EXERCISE DIRECTIONS:
Collect each line from the entries below that contains the string "yellow".

RECORDS FOR THIS EXERCISE:
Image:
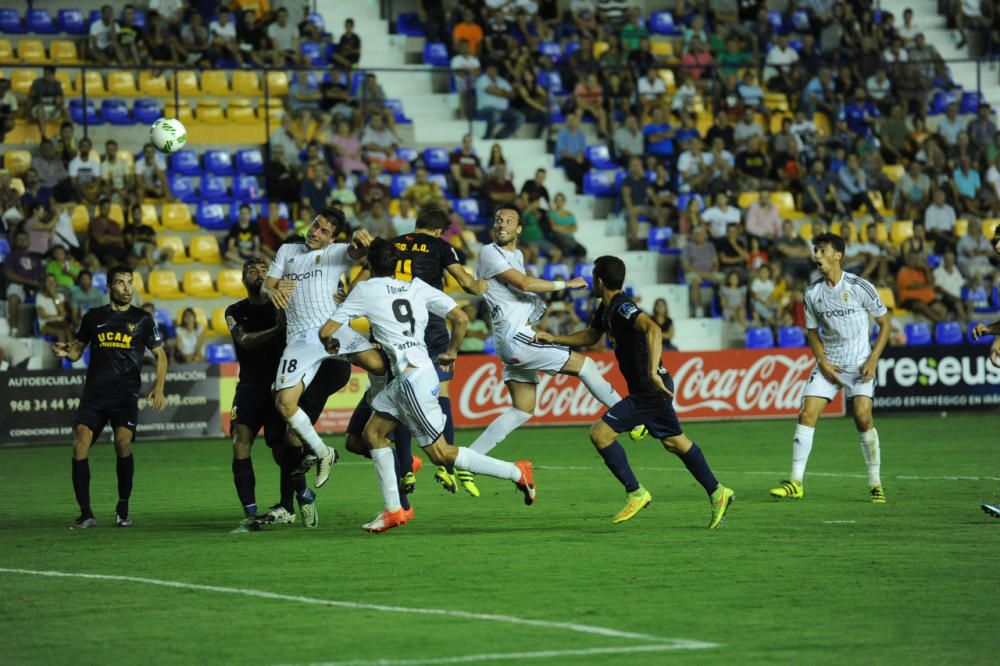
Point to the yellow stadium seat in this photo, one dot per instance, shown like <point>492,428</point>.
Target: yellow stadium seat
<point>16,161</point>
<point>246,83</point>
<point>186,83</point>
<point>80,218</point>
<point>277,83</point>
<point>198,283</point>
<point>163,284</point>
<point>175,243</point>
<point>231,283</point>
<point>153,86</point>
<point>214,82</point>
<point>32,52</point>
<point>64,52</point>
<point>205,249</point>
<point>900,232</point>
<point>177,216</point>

* * *

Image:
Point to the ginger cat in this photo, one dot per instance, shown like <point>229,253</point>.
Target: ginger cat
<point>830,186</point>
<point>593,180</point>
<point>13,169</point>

RESULT OF THIS TASK:
Point to the yellow stadium seat in this photo, one dot per instance, shown like <point>492,428</point>.
Target: yellow stadium seat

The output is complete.